Exercise description: Copy the data below word for word, from the line containing "432L599 409L597 441ZM599" through the line containing "positive clicks: (602, 639)", and include both of those lines.

++++ Supplied material ++++

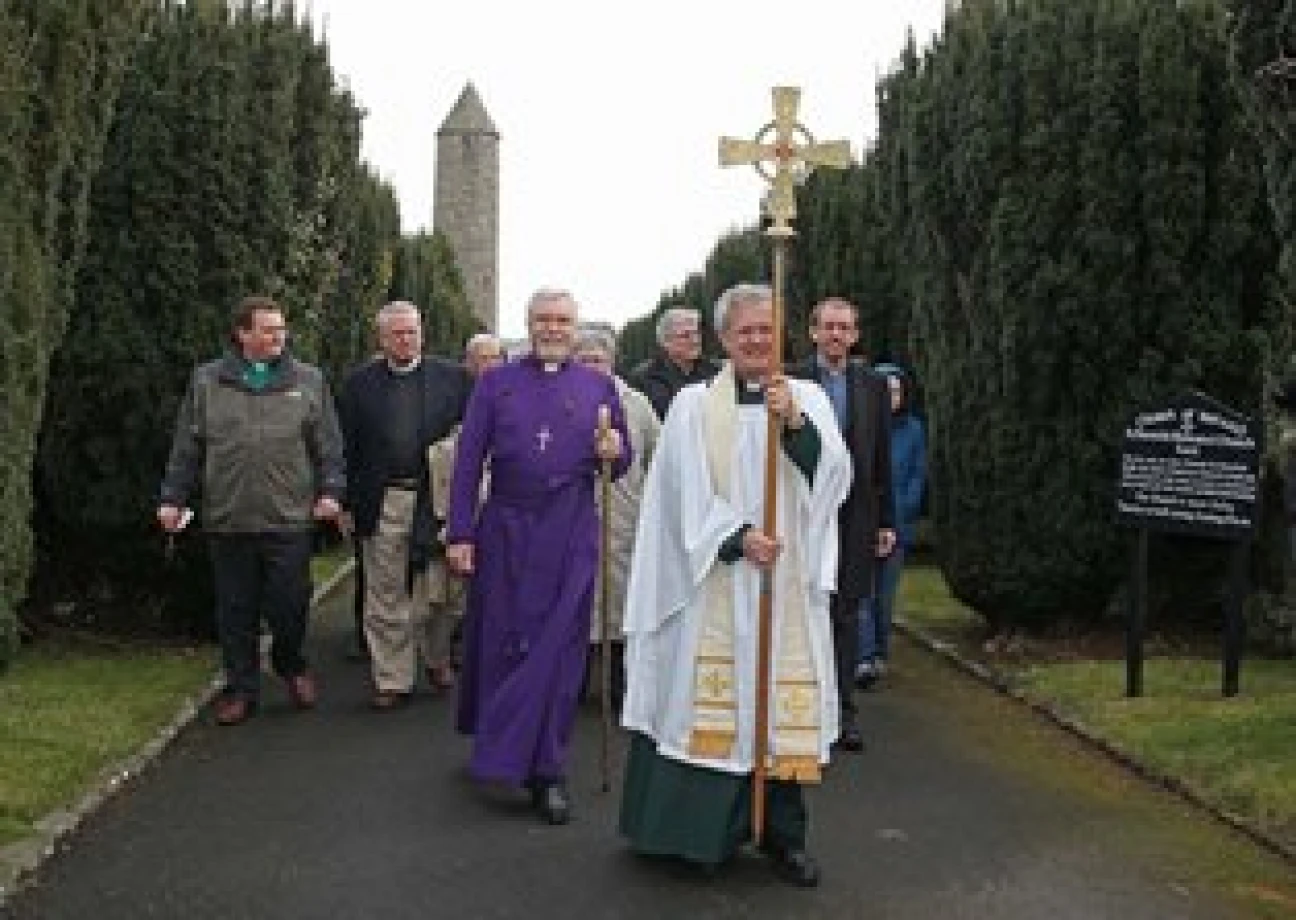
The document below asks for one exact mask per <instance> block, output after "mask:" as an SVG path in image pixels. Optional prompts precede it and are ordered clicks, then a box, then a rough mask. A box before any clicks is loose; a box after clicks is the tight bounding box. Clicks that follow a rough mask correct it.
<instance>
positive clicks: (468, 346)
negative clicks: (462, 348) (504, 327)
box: [464, 332, 504, 355]
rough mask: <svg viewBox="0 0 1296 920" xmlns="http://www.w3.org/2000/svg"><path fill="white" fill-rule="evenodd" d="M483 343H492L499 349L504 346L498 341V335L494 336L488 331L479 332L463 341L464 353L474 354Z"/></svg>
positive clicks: (467, 353)
mask: <svg viewBox="0 0 1296 920" xmlns="http://www.w3.org/2000/svg"><path fill="white" fill-rule="evenodd" d="M483 345H494V346H495V347H496V349H499V350H500V351H503V350H504V346H503V345H502V343H500V341H499V336H494V334H491V333H489V332H480V333H477V334H476V336H473V337H472V338H469V339H468V341H467V342H465V343H464V354H465V355H472V354H476V352H477V351H478V350H480V349H481V347H482V346H483Z"/></svg>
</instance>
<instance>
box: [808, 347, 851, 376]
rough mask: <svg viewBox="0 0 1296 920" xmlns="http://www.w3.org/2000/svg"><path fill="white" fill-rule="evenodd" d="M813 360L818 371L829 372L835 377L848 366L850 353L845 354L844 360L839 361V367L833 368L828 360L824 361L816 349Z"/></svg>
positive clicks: (849, 366)
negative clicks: (817, 365)
mask: <svg viewBox="0 0 1296 920" xmlns="http://www.w3.org/2000/svg"><path fill="white" fill-rule="evenodd" d="M814 360H815V364H818V365H819V369H820V371H823V372H824V373H831V374H833V376H835V377H837V376H841V374H844V373H846V369H848V368H849V367H850V355H846V360H845V362H842V363H841V367H840V368H835V367H832V365H831V364H828V362H826V360H824V358H823V355H820V354H819V352H818V351H816V352H815V355H814Z"/></svg>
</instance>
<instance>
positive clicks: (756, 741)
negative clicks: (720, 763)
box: [719, 87, 850, 844]
mask: <svg viewBox="0 0 1296 920" xmlns="http://www.w3.org/2000/svg"><path fill="white" fill-rule="evenodd" d="M772 98H774V121H772V122H770V123H769V124H766V126H765V127H762V128H761V130H759V131H758V132H757V135H756V137H754V139H753V140H741V139H736V137H721V145H719V154H721V166H753V167H756V171H757V172H759V174H761V178H762V179H765V180H766V181H767V183H769V184H770V188H769V193H767V196H766V200H765V206H763V210H765V214H766V216H769V218H770V227H769V228H766V231H765V235H766V236H767V237H770V240H771V241H772V244H774V245H772V247H774V284H772V288H774V298H772V299H774V354H772V356H771V368H770V372H771V373H783V276H784V259H785V250H787V246H788V241H789V240H791V238H792V237H793V236H796V232H794V231H793V229H792V220H793V219H794V218H796V215H797V196H796V183H797V181H798V180H800V179H804V178H806V176H809V175H810V172H811V171H813V170H814V168H815V167H816V166H831V167H835V168H845V167H846V166H849V165H850V144H849V143H846V141H844V140H839V141H827V143H819V141H815V139H814V136H811V133H810V132H809V131H806V128H805V126H804V124H801V123H800V122H798V121H797V108H798V106H800V105H801V91H800V89H798V88H797V87H774V91H772ZM779 431H780V425H779V421H778V420H776V419H775V417H774V415H772V413H771V415H770V419H769V425H767V426H766V444H765V521H763V525H762V526H763V527H765V535H766V536H770V538H774V536H775V530H776V529H778V513H776V512H778V489H776V485H775V478H774V477H775V474H776V472H778V460H779V454H778V451H779ZM772 615H774V568H772V566H771V568H770V569H767V570H765V571H762V573H761V608H759V632H758V639H757V641H758V645H757V654H758V657H757V674H756V680H757V689H756V737H754V739H753V754H754V763H753V768H752V837H753V838H754V840H756V842H757V844H759V842H761V837H762V834H763V833H765V780H766V774H767V771H769V765H767V763H766V761H767V759H769V754H770V632H771V621H772Z"/></svg>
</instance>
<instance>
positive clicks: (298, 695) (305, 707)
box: [288, 671, 319, 709]
mask: <svg viewBox="0 0 1296 920" xmlns="http://www.w3.org/2000/svg"><path fill="white" fill-rule="evenodd" d="M288 698H289V700H292V701H293V705H294V706H295V707H297V709H315V704H316V702H319V691H318V689H316V688H315V678H312V676H311V675H310V674H306V673H305V671H303V673H302V674H294V675H293V676H290V678H288Z"/></svg>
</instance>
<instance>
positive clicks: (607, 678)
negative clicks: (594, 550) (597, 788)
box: [599, 406, 612, 792]
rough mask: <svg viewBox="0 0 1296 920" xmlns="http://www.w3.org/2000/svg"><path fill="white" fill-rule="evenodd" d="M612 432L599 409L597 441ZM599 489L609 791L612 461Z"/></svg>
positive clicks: (602, 639)
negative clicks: (600, 532) (609, 621)
mask: <svg viewBox="0 0 1296 920" xmlns="http://www.w3.org/2000/svg"><path fill="white" fill-rule="evenodd" d="M610 431H612V409H609V408H608V407H607V406H600V407H599V441H600V442H601V441H603V439H604V438H607V437H608V435H609V434H610ZM599 487H600V495H601V499H603V514H601V516H600V521H599V527H600V530H601V540H600V543H599V582H600V584H599V653H600V654H599V657H600V660H601V662H603V667H601V669H600V671H601V674H600V675H599V676H600V678H601V680H600V683H601V688H600V696H601V697H603V720H601V727H600V728H601V731H600V739H599V741H600V746H599V771H600V774H601V776H603V790H604V792H608V790H609V789H610V788H612V783H610V767H609V759H610V758H609V755H608V749H609V746H610V744H612V635H610V632H612V623H610V622H609V609H608V605H609V601H610V599H612V588H610V584H609V578H608V575H609V573H610V558H609V557H610V555H612V461H610V460H604V461H603V463H601V464H600V468H599Z"/></svg>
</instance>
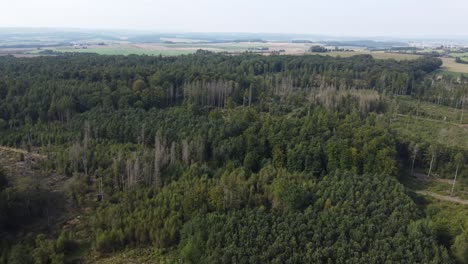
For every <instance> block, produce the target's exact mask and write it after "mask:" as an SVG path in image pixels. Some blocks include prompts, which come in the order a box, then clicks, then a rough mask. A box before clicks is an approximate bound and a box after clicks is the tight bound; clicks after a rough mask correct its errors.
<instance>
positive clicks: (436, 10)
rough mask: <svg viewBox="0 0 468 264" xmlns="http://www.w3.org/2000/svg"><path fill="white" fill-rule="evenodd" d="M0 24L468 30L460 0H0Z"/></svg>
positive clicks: (152, 26) (355, 30)
mask: <svg viewBox="0 0 468 264" xmlns="http://www.w3.org/2000/svg"><path fill="white" fill-rule="evenodd" d="M0 4H1V6H2V8H1V11H0V27H66V28H70V27H71V28H99V29H141V30H152V31H159V32H168V31H178V32H182V31H183V32H262V33H312V34H326V35H348V36H468V0H443V1H441V0H437V1H436V0H417V1H416V0H328V1H326V0H322V1H317V0H310V1H306V0H288V1H279V0H268V1H267V0H198V1H195V0H193V1H190V0H166V1H162V0H0Z"/></svg>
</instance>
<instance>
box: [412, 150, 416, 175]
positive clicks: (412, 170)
mask: <svg viewBox="0 0 468 264" xmlns="http://www.w3.org/2000/svg"><path fill="white" fill-rule="evenodd" d="M415 161H416V153H414V155H413V162H412V164H411V176H414V162H415Z"/></svg>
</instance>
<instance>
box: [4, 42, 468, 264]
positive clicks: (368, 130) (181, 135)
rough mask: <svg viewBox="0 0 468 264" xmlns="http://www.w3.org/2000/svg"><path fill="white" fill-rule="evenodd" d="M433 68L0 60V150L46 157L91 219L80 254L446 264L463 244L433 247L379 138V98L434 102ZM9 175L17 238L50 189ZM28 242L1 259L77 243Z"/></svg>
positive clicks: (8, 184) (379, 60)
mask: <svg viewBox="0 0 468 264" xmlns="http://www.w3.org/2000/svg"><path fill="white" fill-rule="evenodd" d="M440 65H441V62H440V60H438V59H434V58H421V59H418V60H414V61H401V62H397V61H394V60H374V59H373V58H372V57H371V56H355V57H352V58H333V57H328V56H327V57H323V56H268V57H265V56H256V55H252V54H243V55H240V56H225V55H221V54H214V53H210V52H204V51H199V52H197V53H196V54H194V55H189V56H180V57H148V56H128V57H124V56H97V55H77V54H73V55H61V56H55V57H39V58H33V59H18V58H12V57H0V69H2V75H1V76H0V144H2V145H9V146H19V147H24V148H26V149H31V148H33V147H39V148H40V150H41V152H44V153H45V154H47V156H48V159H47V160H45V161H43V162H42V163H41V164H40V169H41V170H43V171H46V172H52V171H53V172H55V173H58V174H63V175H64V176H66V185H64V186H63V187H64V188H63V190H60V191H63V192H64V193H65V194H66V197H68V198H69V201H70V203H69V204H70V205H71V206H73V209H79V208H81V207H87V208H90V209H91V210H92V212H91V213H89V214H90V216H89V217H90V220H89V222H86V228H89V230H86V231H88V232H89V233H90V235H91V238H88V241H86V243H89V244H90V245H92V248H93V250H96V251H97V252H99V253H103V254H113V253H115V252H118V251H121V250H126V249H128V248H131V247H154V248H156V249H157V250H160V251H158V252H169V253H170V254H174V255H177V256H180V258H183V259H184V260H185V261H186V262H189V263H325V262H327V263H328V262H330V263H343V262H351V263H365V262H368V263H381V262H408V263H413V262H423V263H426V262H434V263H450V262H451V259H450V258H449V255H448V253H447V250H446V248H444V247H443V246H440V245H439V244H438V243H442V244H443V245H444V246H445V247H449V246H451V245H452V244H453V247H452V252H453V254H454V255H456V256H457V257H459V258H460V256H461V257H463V254H462V253H460V252H462V249H463V247H464V245H465V244H464V243H465V242H466V241H465V240H466V239H465V238H464V237H461V238H457V240H456V243H452V244H451V241H450V242H444V241H442V239H440V238H443V235H441V234H443V231H444V230H443V228H439V227H437V226H435V225H433V224H428V223H427V222H426V221H424V220H421V219H423V215H422V214H420V212H419V211H418V210H417V207H416V206H415V205H414V204H413V202H412V200H411V199H410V198H409V196H408V195H406V193H405V191H404V189H403V187H402V186H401V185H400V184H399V183H398V182H397V181H396V180H395V177H394V176H397V175H398V172H399V167H401V165H402V164H401V162H400V160H401V158H402V157H405V155H406V156H407V155H408V149H409V145H410V142H407V141H405V140H402V139H400V138H398V137H397V133H396V132H395V131H392V130H390V129H389V123H390V122H391V118H390V116H389V115H388V114H386V111H388V110H389V107H390V106H391V105H389V104H388V101H387V99H385V98H384V97H383V95H389V96H393V95H411V96H415V97H421V98H424V99H425V100H432V99H433V98H435V96H437V94H435V93H433V90H431V89H430V88H431V85H427V74H428V73H430V72H432V71H434V70H435V69H437V68H438V67H439V66H440ZM454 90H456V89H454ZM459 96H460V94H456V95H455V96H453V98H459ZM425 149H426V148H425ZM427 149H428V148H427ZM24 159H25V160H27V156H26V157H24ZM462 160H463V158H462ZM459 163H463V162H462V161H458V163H457V164H459ZM435 167H437V166H435ZM3 178H5V179H6V177H2V173H1V172H0V192H1V193H0V194H1V196H0V199H1V200H0V206H1V207H0V209H2V210H0V224H1V225H2V226H1V227H2V228H3V229H1V230H0V232H5V233H11V234H13V235H14V234H17V232H15V231H17V230H16V228H17V226H16V225H15V224H18V223H19V222H18V219H22V218H25V217H24V216H25V214H28V216H35V217H40V216H41V213H43V212H44V208H47V206H48V203H47V202H46V201H49V199H48V198H50V197H49V196H47V195H49V194H50V193H51V192H47V191H45V192H44V190H43V189H41V188H39V185H38V184H34V182H31V181H28V180H26V181H25V182H21V181H19V182H15V184H10V183H8V182H7V181H5V180H2V179H3ZM46 198H47V199H46ZM25 201H27V202H28V205H33V206H34V207H32V208H34V209H30V208H29V207H27V206H26V207H25V206H24V205H25ZM17 222H18V223H17ZM26 224H27V223H26ZM53 237H58V238H57V239H56V240H54V239H53ZM32 238H33V239H29V240H27V241H26V239H25V240H24V241H19V240H21V239H18V241H15V242H14V243H6V242H5V243H3V245H2V246H1V247H0V248H2V260H3V262H6V261H7V260H8V261H10V262H13V263H14V261H16V263H31V262H37V263H60V262H62V261H64V260H65V259H66V257H67V256H69V255H70V254H73V251H74V247H75V246H76V244H75V243H76V242H75V240H74V236H72V235H71V233H69V232H68V231H62V232H54V233H52V234H48V235H47V236H46V235H38V236H32ZM436 238H437V239H436ZM448 240H450V239H448ZM2 242H3V241H2ZM20 251H24V252H26V253H25V254H24V255H20V254H19V252H20ZM460 254H461V255H460ZM0 263H1V262H0Z"/></svg>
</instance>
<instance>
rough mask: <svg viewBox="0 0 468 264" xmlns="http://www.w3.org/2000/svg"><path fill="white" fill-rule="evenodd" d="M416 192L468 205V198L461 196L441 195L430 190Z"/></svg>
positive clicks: (426, 195) (433, 197)
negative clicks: (429, 191) (459, 196)
mask: <svg viewBox="0 0 468 264" xmlns="http://www.w3.org/2000/svg"><path fill="white" fill-rule="evenodd" d="M415 192H416V193H417V194H421V195H426V196H431V197H433V198H436V199H437V200H441V201H446V202H452V203H459V204H464V205H468V200H463V199H460V198H457V197H452V196H446V195H440V194H437V193H433V192H429V191H415Z"/></svg>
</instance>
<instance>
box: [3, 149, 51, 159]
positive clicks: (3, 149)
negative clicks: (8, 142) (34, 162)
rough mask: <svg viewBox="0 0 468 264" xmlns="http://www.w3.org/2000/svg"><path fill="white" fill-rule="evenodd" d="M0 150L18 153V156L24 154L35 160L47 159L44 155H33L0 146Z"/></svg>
mask: <svg viewBox="0 0 468 264" xmlns="http://www.w3.org/2000/svg"><path fill="white" fill-rule="evenodd" d="M0 150H4V151H11V152H15V153H20V154H24V155H29V156H31V157H36V158H41V159H47V156H45V155H41V154H38V153H33V152H27V151H26V150H23V149H17V148H10V147H5V146H0Z"/></svg>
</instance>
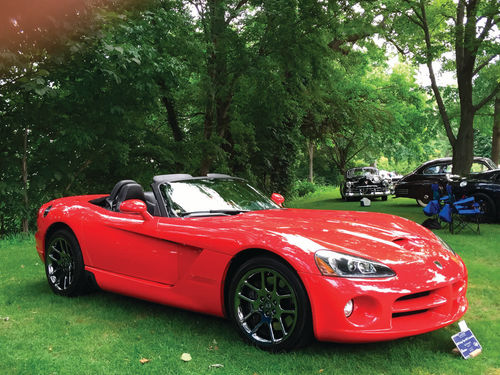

++++

Exercise answer:
rough mask: <svg viewBox="0 0 1296 920" xmlns="http://www.w3.org/2000/svg"><path fill="white" fill-rule="evenodd" d="M612 432L599 409L597 441ZM599 489L609 791L612 461Z"/></svg>
positive clicks: (602, 639)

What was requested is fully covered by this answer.